* [DOCUMENT SECTION]:
*-*-*

This could be misleading though, as we don’t know how much code is running that is not printing anything. Let’s observe the CPU speed around this block, which is in thaw_processes():

$ git diff kernel/power/process.c
diff --git a/kernel/power/process.c b/kernel/power/process.c
index dc0dfc349f22..edc44cc85d81 100644
--- a/kernel/power/process.c
+++ b/kernel/power/process.c
@@ -176,11 +176,14 @@ int freeze_kernel_threads(void)
        return error;
 }

+extern void observe_cpu_speeds(const char *when);
+
 void thaw_processes(void)
 {
        struct task_struct *g, *p;
        struct task_struct *curr = current;

+       observe_cpu_speeds("thaw_processes: entry");
        trace_suspend_resume(TPS("thaw_processes"), 0, true);
        if (pm_freezing)
                static_branch_dec(&freezer_active);
@@ -189,6 +192,7 @@ void thaw_processes(void)

*-*-*

* [SOURCE MATERIAL]:
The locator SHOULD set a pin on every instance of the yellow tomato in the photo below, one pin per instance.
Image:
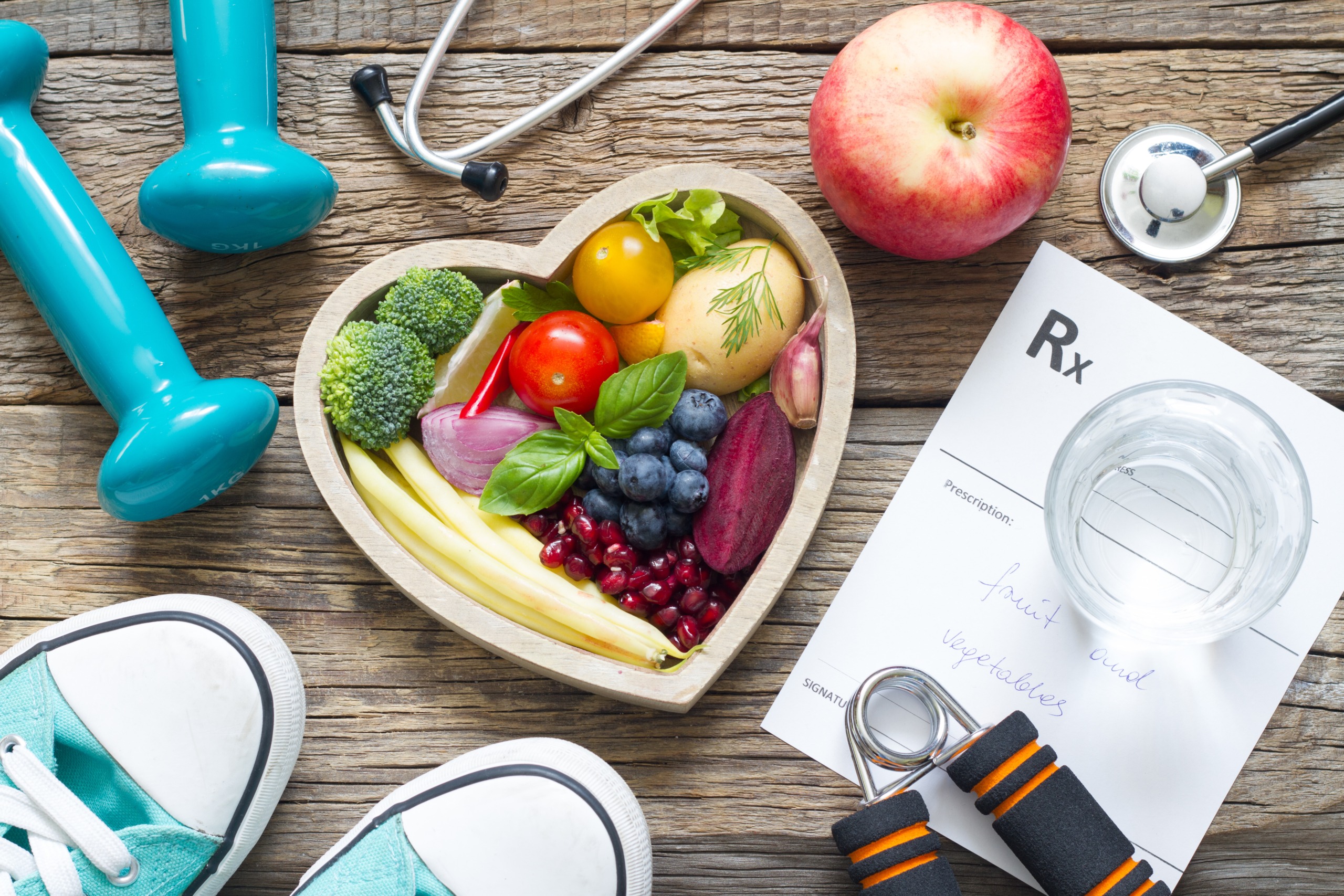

*-*-*

* [INSTRUCTION 1]:
Rewrite the kernel debugging passage, everything from "This could be" down to "-176,11 +176,14 @@ int freeze_kernel_threads(void)", with "CPU speed" replaced by "CPU frequency".
* [INSTRUCTION 2]:
Extend the kernel debugging passage about CPU speed in thaw_processes() from the point where it stops.

* [TASK RESPONSE 1]:
This could be misleading though, as we don’t know how much code is running that is not printing anything. Let’s observe the CPU frequency around this block, which is in thaw_processes():

$ git diff kernel/power/process.c
diff --git a/kernel/power/process.c b/kernel/power/process.c
index dc0dfc349f22..edc44cc85d81 100644
--- a/kernel/power/process.c
+++ b/kernel/power/process.c
@@ -176,11 +176,14 @@ int freeze_kernel_threads(void)

* [TASK RESPONSE 2]:
        oom_killer_enable();

+       observe_cpu_speeds("thaw_processes: starting");
        pr_info("Restarting tasks: Starting\n");

        __usermodehelper_set_disable_depth(UMH_FREEZING);
@@ -210,6 +214,7 @@ void thaw_processes(void)
        schedule();
        pr_info("Restarting tasks: Done\n");
        trace_suspend_resume(TPS("thaw_processes"), 0, false);
+       observe_cpu_speeds("thaw_processes: exit");
 }

 void thaw_kernel_threads(void)

It is indeed fast at all 3 of these new observation points:

[   92.721765] CPU 7 when thaw_processes: entry, looping...
[   92.721764] CPU 3 when thaw_processes: entry, looping...
[   92.721778] CPU 2 when thaw_processes: entry, looping...
[   92.721778] CPU 6 when thaw_processes: entry, looping...
[   92.721783] CPU 0 when thaw_processes: entry, looping...
[   92.721783] CPU 4 when thaw_processes: entry, looping...
[   92.721783] CPU 1 when thaw_processes: entry, looping...
[   92.721783] CPU 5 when thaw_processes: entry, looping...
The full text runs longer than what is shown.